Document excerpt:

· · ·

Here are some samples we can
look at:NY Times Poll
on George Bush, Sept 2005.
Papers
presented at the 2000 ASA meetings in Washington, a Study
of Tire-Crash Patterns (Word Format with Excel
File Used to Reproduce Graphs.) The controversy over a
study on the effects of sex abuse. Compstat in the
NYC and Philadelphia
Police Departments.
The origin and development of
the
project
on South Jersey's Identity that we workied on in this class in
2000.
Results are on my
home page. Last semester we worked on a survey
of graduates
of this department. The Questionnaire
is available online. We did an earlier survey in 1995, a Report is
available.
Contacts between Police and the Public.
The 2002 Final Report on the National Drug Control Strategy.
And the
2003 version - the emphasis on the goals has been lessened, with
the excuse of discontinuities in data collection. 2003
Tables in HTML presentation form .
January 31 - Concepts and
Theories:
By "science" we mean a
field of study that attempts to establish generalizations based on
empirical observation. Establishing generalizations means we need
abstract concepts. This is different from establishing facts
about particular cases as we may do in history or in criminal
investigation. In a criminal investigation, we may ask "who is
committing the rapes on campus" and we work very hard to find that
person. In scientific research, we would say, what factors
determine the frequency of rape in different communities or on
different campuses. The first helps to solve a case, the second
helps us to formulate policies that may lessen crime in the
future. We may also use the generalizations as guidelines in
solving a particular crime, e.g, usually rapes are committed by men
with certain characteristics... But this is risky, and may get us
into legal trouble, particularly if we use racial or ethnic
characteristics, e.g., racial profiling. It may be that cocaine
smugglers are largely Hispanic, for example, but this is of little use
in catching them and may lead us to hassle a lot of innocent people
since the vast majority of Hispanic people are not smugglers.
Establishing general patterns can help us to change policies. An
example is the work of
Florence
Nightingale who used social research to advocate for better
nursing care in the British armed forces during the Boer War. She
invented the bar graph and pie chart.
Other fields of knowledge also use concepts, concepts are a part of how
the human mind and perhaps all intelligences work. Philosophy is
largely about analyzing the implications of different concepts.
Mathematics also deals with concepts
because numbers are concepts.
The small
integers are especially important, especially Zero and One (or nothing
and
something). Religion
uses concepts The Bible says In the beginning
there was
the Word, and the Word was with God, and the Word was God. What does that
mean? The original Greek text uses the word "logos" which means
unit of thought or idea or concept, which is where we begin also, with
concepts. How do we decide if this is a good concept or
not? We may find it fulfilling, spiritually meaningful. We
may find it beautiful. Social science, however, is not much
concerned with that. We are much more mundane, we want useful,
pragmatic concepts. Religious concepts are good if they provoke
spiritual
reflection, as in reciting a Mantra in Buddhism. Literary
concepts are
good if they are beautiful, which social sciences seldom
are. W.H.

· · ·

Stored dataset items
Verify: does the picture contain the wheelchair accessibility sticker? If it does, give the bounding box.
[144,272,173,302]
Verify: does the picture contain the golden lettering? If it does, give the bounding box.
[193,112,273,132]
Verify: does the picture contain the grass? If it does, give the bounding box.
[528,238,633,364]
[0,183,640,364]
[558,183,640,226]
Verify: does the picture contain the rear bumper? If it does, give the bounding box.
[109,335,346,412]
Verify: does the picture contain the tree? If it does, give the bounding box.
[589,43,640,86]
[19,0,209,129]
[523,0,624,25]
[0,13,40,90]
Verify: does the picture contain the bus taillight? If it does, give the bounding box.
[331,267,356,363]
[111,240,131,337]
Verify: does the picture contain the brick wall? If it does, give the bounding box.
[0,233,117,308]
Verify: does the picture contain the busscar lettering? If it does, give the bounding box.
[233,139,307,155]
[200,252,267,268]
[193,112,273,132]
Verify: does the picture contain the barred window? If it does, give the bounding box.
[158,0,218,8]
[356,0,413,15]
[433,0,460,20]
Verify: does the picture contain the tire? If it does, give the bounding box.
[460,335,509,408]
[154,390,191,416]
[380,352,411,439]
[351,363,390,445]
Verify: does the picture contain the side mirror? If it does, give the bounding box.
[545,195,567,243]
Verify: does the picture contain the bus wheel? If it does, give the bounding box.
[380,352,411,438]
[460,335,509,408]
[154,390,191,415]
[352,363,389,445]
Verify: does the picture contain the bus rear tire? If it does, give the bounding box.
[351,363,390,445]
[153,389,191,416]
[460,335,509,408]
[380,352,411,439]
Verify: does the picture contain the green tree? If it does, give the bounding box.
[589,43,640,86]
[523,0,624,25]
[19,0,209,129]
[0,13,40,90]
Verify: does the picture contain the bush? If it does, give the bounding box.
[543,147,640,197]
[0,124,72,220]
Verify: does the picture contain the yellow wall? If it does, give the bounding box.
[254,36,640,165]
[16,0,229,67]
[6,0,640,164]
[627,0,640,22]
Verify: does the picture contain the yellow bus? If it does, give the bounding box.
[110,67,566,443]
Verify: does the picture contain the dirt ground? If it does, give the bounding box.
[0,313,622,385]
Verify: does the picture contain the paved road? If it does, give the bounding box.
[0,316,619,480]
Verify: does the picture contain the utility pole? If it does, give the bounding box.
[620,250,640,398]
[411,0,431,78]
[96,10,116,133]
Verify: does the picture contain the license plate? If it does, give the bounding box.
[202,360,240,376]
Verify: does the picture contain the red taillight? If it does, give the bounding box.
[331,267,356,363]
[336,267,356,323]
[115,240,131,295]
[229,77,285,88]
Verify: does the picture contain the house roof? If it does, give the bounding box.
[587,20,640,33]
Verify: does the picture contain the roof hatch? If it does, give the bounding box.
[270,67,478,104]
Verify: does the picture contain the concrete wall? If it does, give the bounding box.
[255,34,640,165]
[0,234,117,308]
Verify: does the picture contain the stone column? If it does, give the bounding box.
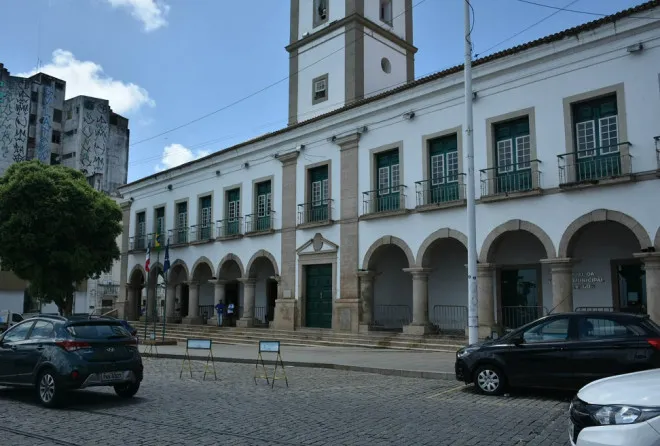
[117,200,131,320]
[477,263,495,339]
[634,252,660,324]
[165,285,177,323]
[236,278,257,328]
[541,258,573,313]
[403,268,431,336]
[183,280,204,325]
[206,279,227,326]
[332,133,360,333]
[357,271,376,331]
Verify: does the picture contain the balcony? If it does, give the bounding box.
[128,234,151,251]
[479,160,541,201]
[168,227,189,245]
[298,200,333,226]
[415,173,465,208]
[215,217,243,239]
[362,185,406,218]
[557,142,632,187]
[245,210,275,235]
[190,223,214,243]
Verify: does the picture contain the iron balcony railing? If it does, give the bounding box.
[479,160,541,197]
[415,173,465,206]
[190,223,213,242]
[557,142,632,185]
[168,227,190,245]
[215,217,243,237]
[362,185,406,214]
[245,210,275,234]
[298,200,333,225]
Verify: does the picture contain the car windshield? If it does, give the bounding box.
[67,322,131,339]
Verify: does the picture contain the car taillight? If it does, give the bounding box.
[646,338,660,350]
[55,341,92,352]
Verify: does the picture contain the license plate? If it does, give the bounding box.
[101,372,124,381]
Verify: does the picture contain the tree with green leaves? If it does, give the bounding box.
[0,161,122,314]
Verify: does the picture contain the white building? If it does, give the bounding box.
[120,0,660,335]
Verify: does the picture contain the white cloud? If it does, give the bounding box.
[19,49,156,114]
[156,144,211,172]
[106,0,170,32]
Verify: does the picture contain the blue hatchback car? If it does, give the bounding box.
[0,315,143,407]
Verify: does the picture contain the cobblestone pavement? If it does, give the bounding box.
[0,359,570,446]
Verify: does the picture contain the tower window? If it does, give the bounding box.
[380,0,392,26]
[314,0,328,27]
[312,74,328,105]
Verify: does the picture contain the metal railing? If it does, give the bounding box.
[245,210,275,234]
[479,160,541,197]
[168,227,189,245]
[431,305,468,333]
[415,173,465,206]
[298,200,333,225]
[501,306,548,330]
[557,142,632,185]
[362,185,406,214]
[372,305,412,330]
[190,223,213,242]
[215,217,243,237]
[128,234,150,251]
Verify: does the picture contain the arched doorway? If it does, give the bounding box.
[479,220,556,330]
[360,236,415,331]
[559,210,652,313]
[417,228,468,333]
[241,250,279,327]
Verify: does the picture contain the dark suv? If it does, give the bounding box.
[0,315,143,407]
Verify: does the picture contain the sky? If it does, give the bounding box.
[0,0,644,182]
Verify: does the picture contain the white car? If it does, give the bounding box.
[568,369,660,446]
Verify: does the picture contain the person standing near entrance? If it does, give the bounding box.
[215,302,225,327]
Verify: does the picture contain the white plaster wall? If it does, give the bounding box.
[364,33,408,96]
[298,27,346,121]
[364,0,412,39]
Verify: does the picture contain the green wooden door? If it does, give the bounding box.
[573,96,621,181]
[306,166,330,222]
[224,189,241,236]
[305,264,332,328]
[375,149,401,212]
[425,134,460,204]
[496,116,533,194]
[252,181,271,231]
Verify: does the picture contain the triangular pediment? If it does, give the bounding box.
[296,232,339,255]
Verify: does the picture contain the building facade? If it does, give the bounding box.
[120,0,660,336]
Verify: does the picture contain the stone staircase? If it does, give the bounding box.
[130,321,466,353]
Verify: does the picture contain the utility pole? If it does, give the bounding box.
[463,0,479,344]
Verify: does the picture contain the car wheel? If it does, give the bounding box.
[474,364,506,395]
[37,369,62,407]
[115,381,140,398]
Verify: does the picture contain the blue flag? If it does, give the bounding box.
[163,238,170,274]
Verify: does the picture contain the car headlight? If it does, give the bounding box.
[592,405,660,425]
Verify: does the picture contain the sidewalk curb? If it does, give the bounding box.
[140,353,456,380]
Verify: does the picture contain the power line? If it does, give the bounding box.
[130,0,426,147]
[125,38,660,199]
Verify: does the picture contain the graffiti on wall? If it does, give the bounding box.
[35,85,55,164]
[0,77,31,175]
[80,99,110,176]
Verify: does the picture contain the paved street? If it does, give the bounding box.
[0,359,570,446]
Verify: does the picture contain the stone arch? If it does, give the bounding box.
[417,228,467,266]
[559,209,658,257]
[245,249,280,277]
[479,219,557,263]
[215,253,246,278]
[362,235,415,270]
[190,256,215,279]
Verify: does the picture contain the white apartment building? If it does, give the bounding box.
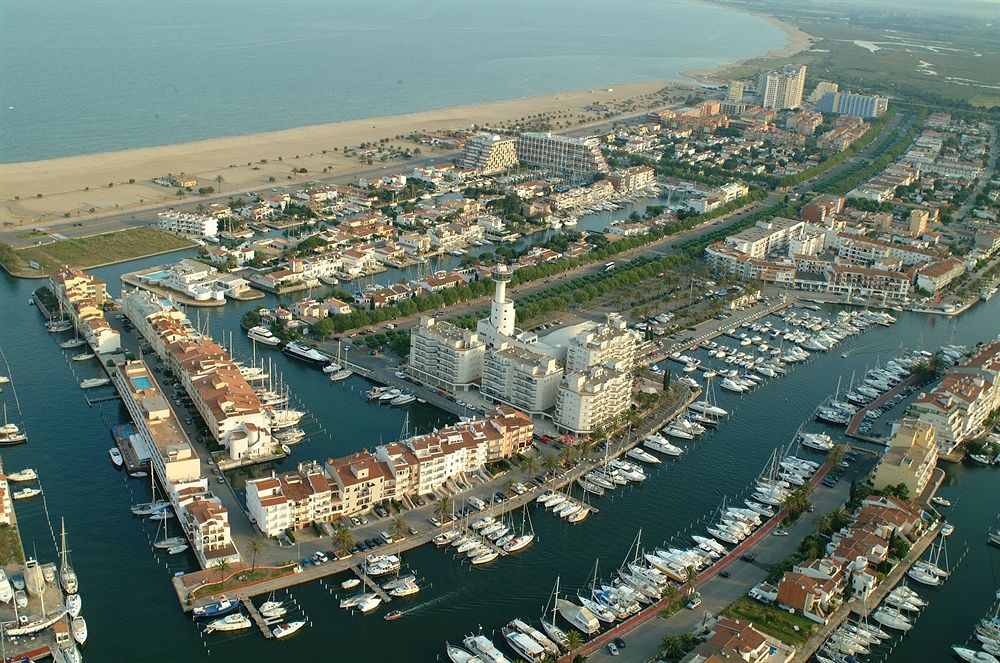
[554,364,632,435]
[246,463,335,536]
[517,132,610,179]
[757,65,806,110]
[566,313,639,373]
[459,134,517,175]
[479,342,563,414]
[911,341,1000,454]
[49,267,121,354]
[725,216,806,260]
[156,211,219,237]
[408,317,486,393]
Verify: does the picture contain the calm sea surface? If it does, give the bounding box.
[0,226,1000,663]
[0,0,787,162]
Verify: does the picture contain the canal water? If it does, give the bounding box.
[0,248,1000,663]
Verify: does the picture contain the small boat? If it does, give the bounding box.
[271,621,306,640]
[108,447,125,467]
[192,596,242,618]
[80,378,111,389]
[205,612,253,633]
[69,616,87,645]
[247,326,281,345]
[11,488,42,500]
[66,594,83,617]
[7,467,38,481]
[951,645,997,663]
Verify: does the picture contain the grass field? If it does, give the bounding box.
[16,227,192,272]
[722,597,818,647]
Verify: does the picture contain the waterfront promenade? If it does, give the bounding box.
[173,385,700,612]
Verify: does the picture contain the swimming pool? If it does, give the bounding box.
[130,375,153,391]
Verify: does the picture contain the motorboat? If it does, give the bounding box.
[271,620,306,640]
[191,595,242,619]
[205,612,253,633]
[507,619,559,656]
[872,605,913,633]
[247,325,281,345]
[625,447,661,465]
[80,378,111,389]
[7,467,38,481]
[462,635,510,663]
[500,626,545,663]
[108,447,125,467]
[445,642,482,663]
[556,599,601,635]
[69,615,87,645]
[951,645,997,663]
[11,488,42,500]
[281,341,331,366]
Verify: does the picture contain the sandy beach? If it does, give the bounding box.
[682,0,817,85]
[0,81,690,229]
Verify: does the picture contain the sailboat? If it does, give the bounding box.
[542,578,569,649]
[0,403,28,446]
[59,519,79,594]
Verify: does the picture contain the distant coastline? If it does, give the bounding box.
[681,0,818,85]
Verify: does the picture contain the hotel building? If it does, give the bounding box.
[517,132,610,180]
[459,134,517,175]
[156,211,219,237]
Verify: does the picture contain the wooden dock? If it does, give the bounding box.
[243,598,274,640]
[351,565,392,603]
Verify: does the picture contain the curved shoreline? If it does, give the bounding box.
[681,0,819,85]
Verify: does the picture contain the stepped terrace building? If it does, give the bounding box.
[459,134,517,175]
[49,267,121,354]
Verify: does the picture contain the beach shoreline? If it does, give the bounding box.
[681,0,819,85]
[0,80,695,233]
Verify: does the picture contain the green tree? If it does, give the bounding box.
[333,525,354,556]
[247,536,264,572]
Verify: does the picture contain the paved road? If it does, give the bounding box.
[587,454,875,663]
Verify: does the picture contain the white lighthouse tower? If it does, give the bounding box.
[477,264,515,347]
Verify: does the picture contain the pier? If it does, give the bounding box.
[351,564,392,603]
[249,598,274,640]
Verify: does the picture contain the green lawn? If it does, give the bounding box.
[722,597,819,647]
[0,525,24,566]
[16,227,192,271]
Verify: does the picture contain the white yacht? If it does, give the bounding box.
[205,612,253,633]
[247,325,281,345]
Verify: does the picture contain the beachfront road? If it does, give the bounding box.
[587,454,875,663]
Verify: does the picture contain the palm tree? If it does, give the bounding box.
[542,454,559,476]
[215,559,232,582]
[434,495,455,518]
[333,525,354,555]
[566,630,583,652]
[389,513,410,536]
[247,536,264,573]
[521,456,538,476]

· · ·

Written tasks:
**a.** Translate this sentence from the course notes into Spanish: "Establishing general patterns can help us to change policies."
**b.** Write out the part of the course notes starting with "Establishing general patterns" and going on through "of different concepts.", renaming "bar graph" as "line graph".

Expected results:
**a.** Establecer patrones generales puede ayudarnos a cambiar las políticas.

**b.**
Establishing general patterns can help us to change policies. An
example is the work of
Florence
Nightingale who used social research to advocate for better
nursing care in the British armed forces during the Boer War. She
invented the line graph and pie chart.
Other fields of knowledge also use concepts, concepts are a part of how
the human mind and perhaps all intelligences work. Philosophy is
largely about analyzing the implications of different concepts.